Information provided:

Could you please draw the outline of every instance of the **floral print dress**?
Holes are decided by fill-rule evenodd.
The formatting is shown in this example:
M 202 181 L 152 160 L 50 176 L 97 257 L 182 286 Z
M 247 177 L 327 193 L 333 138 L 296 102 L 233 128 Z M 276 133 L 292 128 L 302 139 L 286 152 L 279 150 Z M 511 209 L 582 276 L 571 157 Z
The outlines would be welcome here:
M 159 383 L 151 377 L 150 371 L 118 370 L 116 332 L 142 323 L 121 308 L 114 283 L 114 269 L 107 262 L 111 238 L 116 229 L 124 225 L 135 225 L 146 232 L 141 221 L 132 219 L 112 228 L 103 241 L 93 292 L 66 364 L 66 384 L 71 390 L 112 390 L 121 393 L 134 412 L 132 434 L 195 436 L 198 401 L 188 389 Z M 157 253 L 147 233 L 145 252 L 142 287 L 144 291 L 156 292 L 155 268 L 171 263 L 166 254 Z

What you need to do: Reproduce every line of the records above, word for word and with no alterations.

Task output:
Could you please draw the outline of every instance of the **floral print dress**?
Holes are decided by fill-rule evenodd.
The formatting is shown in this example:
M 202 181 L 152 160 L 50 176 L 97 257 L 182 286 Z
M 247 177 L 327 193 L 333 138 L 296 102 L 233 128 Z M 276 133 L 292 128 L 302 139 L 286 152 L 279 150 Z M 511 209 L 582 276 L 571 157 Z
The outlines would be welcome here:
M 159 383 L 151 377 L 150 371 L 118 370 L 116 332 L 142 323 L 121 308 L 114 283 L 114 269 L 107 262 L 111 238 L 116 229 L 124 225 L 135 225 L 146 232 L 141 221 L 132 219 L 112 228 L 103 241 L 93 292 L 66 364 L 66 384 L 71 390 L 112 390 L 121 393 L 134 412 L 132 434 L 195 436 L 198 401 L 188 389 Z M 157 253 L 147 233 L 145 252 L 142 287 L 144 291 L 156 292 L 155 268 L 171 263 L 166 254 Z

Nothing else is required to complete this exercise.